• _Exercise description_: Please quote each of the records below word for word.

• _Information shown_:
· · · · ·

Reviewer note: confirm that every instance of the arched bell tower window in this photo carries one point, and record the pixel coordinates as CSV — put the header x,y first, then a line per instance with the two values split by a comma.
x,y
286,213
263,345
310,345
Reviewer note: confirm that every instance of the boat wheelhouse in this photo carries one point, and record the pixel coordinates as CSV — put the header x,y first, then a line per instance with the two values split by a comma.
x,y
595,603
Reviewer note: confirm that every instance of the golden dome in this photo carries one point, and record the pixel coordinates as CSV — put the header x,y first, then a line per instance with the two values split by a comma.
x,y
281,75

· · · · ·

• _Reply to the exercise_:
Reviewer note: confirm that every instance of the arched bell tower window in this photo carries one point, and record the pixel coordinates as CSV — put the header x,y first, then a line per instance with the two values split by a comma.
x,y
286,213
263,345
310,345
Reviewer note: confirm that every instance of the boat wheelhouse in this photo carries one point, and record the pixel coordinates as CSV — put the header x,y first, then a line per instance with the two values split by a comma.
x,y
595,603
Reviewer note: confirm that every instance of the golden dome in this photo carries one point, and record the pixel coordinates as CSV — put the header x,y first, then a line per instance with the two values split by a comma.
x,y
281,75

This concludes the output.